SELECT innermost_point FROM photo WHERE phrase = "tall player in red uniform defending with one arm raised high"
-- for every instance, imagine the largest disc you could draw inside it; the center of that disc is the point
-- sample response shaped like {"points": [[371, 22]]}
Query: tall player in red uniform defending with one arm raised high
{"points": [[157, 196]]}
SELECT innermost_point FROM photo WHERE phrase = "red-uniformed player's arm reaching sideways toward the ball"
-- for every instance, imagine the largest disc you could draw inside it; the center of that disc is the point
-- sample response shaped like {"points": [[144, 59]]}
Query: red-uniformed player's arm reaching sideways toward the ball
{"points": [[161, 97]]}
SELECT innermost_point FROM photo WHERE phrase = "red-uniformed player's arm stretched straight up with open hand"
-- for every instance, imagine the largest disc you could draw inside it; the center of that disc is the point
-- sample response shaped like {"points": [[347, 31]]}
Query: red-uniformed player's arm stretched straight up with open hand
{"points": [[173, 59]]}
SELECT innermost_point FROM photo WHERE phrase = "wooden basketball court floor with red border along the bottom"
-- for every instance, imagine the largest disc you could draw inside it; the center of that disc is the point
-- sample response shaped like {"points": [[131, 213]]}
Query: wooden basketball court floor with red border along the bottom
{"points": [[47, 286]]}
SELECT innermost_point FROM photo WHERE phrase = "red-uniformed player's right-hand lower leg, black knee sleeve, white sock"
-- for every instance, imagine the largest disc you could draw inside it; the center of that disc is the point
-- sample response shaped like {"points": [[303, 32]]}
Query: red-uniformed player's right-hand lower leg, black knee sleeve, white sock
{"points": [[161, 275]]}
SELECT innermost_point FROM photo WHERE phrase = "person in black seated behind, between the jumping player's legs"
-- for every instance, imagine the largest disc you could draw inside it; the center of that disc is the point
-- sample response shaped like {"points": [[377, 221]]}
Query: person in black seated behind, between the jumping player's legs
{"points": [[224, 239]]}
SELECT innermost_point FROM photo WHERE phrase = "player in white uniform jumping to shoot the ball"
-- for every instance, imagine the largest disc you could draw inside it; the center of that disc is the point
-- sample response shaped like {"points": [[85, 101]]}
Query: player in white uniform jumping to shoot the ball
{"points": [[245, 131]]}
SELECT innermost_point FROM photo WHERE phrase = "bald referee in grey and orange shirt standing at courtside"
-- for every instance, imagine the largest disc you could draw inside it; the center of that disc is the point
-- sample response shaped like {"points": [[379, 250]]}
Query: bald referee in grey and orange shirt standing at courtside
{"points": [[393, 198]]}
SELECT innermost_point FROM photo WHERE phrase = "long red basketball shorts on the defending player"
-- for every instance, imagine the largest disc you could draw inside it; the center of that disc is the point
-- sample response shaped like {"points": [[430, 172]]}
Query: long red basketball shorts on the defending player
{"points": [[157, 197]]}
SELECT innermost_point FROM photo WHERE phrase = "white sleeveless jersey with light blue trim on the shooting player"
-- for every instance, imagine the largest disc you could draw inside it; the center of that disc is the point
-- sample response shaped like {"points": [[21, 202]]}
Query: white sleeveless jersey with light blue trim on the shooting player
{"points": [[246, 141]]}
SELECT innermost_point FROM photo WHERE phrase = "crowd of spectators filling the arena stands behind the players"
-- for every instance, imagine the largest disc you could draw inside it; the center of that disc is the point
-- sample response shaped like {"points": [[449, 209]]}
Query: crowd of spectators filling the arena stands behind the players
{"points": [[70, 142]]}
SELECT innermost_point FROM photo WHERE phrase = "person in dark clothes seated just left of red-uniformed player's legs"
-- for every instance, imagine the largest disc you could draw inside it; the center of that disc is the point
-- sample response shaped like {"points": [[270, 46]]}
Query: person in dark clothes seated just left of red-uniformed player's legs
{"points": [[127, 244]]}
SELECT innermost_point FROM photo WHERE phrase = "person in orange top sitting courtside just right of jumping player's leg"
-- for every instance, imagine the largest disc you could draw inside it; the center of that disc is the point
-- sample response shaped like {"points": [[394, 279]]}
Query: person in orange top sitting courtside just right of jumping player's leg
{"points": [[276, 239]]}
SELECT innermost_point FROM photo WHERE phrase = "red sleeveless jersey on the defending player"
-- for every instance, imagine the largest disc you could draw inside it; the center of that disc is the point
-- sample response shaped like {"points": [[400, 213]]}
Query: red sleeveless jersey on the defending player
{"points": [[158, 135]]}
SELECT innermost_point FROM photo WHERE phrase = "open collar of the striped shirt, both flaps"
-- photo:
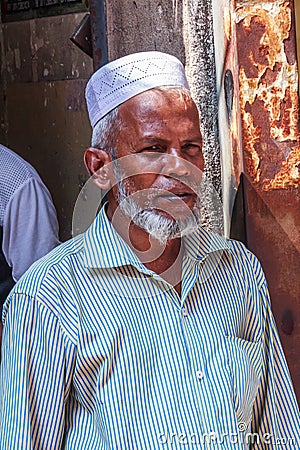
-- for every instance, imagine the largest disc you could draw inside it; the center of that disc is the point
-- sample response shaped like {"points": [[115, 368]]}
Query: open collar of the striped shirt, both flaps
{"points": [[104, 247]]}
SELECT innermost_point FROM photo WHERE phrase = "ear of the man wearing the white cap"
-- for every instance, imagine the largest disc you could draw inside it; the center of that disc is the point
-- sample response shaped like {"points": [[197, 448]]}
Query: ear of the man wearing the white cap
{"points": [[96, 161]]}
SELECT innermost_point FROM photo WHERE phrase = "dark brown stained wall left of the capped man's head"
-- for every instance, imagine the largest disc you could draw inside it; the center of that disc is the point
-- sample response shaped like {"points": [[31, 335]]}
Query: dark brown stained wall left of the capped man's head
{"points": [[42, 107]]}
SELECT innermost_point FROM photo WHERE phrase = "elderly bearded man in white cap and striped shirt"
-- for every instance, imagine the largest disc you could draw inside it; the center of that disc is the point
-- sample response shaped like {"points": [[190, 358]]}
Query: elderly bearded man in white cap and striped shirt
{"points": [[146, 331]]}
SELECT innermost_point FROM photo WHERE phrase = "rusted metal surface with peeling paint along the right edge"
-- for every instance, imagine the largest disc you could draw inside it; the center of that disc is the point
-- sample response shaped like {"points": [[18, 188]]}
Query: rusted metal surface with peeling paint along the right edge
{"points": [[268, 83]]}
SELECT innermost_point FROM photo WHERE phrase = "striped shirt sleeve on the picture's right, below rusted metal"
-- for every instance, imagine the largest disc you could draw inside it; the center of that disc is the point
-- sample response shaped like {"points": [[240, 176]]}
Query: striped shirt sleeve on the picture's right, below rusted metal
{"points": [[276, 418]]}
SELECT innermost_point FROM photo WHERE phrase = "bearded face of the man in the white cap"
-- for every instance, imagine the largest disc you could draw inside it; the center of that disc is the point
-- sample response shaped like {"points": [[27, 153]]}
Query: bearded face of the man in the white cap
{"points": [[161, 174]]}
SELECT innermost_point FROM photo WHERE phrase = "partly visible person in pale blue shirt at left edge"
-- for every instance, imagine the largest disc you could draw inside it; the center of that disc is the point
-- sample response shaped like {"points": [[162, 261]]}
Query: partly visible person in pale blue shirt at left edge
{"points": [[28, 222]]}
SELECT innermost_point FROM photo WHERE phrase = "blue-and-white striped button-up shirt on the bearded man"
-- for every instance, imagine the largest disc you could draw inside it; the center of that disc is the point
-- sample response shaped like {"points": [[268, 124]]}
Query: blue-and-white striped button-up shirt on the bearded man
{"points": [[101, 353]]}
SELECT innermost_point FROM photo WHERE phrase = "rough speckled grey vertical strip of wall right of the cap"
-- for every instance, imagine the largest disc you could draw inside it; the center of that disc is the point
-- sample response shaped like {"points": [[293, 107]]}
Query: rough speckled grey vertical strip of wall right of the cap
{"points": [[198, 32]]}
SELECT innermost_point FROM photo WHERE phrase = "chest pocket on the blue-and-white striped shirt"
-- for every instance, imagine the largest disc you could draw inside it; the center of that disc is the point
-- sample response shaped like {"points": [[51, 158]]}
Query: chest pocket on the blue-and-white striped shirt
{"points": [[244, 360]]}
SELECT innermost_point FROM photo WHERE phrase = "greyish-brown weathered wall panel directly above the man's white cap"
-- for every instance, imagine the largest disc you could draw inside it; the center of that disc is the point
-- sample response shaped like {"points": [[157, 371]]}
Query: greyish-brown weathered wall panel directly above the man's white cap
{"points": [[143, 25]]}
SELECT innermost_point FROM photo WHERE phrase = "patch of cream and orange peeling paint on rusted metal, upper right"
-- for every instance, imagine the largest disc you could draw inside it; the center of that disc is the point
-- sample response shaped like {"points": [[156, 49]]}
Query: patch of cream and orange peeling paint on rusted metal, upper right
{"points": [[268, 94]]}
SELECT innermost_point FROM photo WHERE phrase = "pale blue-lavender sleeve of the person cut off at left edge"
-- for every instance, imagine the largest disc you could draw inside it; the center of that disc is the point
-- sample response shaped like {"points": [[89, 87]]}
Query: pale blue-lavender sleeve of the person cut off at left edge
{"points": [[30, 227]]}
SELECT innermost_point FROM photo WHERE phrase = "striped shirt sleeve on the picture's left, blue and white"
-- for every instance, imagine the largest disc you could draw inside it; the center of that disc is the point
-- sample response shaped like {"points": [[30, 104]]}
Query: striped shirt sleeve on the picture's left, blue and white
{"points": [[35, 377]]}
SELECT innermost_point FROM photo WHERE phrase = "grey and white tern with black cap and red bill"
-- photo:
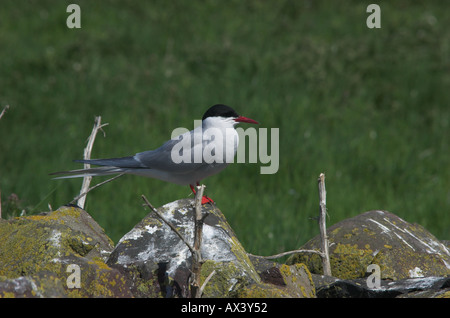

--- Problem to work on ---
Reproduce the lines from the one holding "and white tern" through the end of the entries above exactly, keeping both ends and dropping every picture.

--- Exercise output ---
SELECT innermost_point FROM photo WHERE phrase = "grey and white tern with black cap and red bill"
-- photo:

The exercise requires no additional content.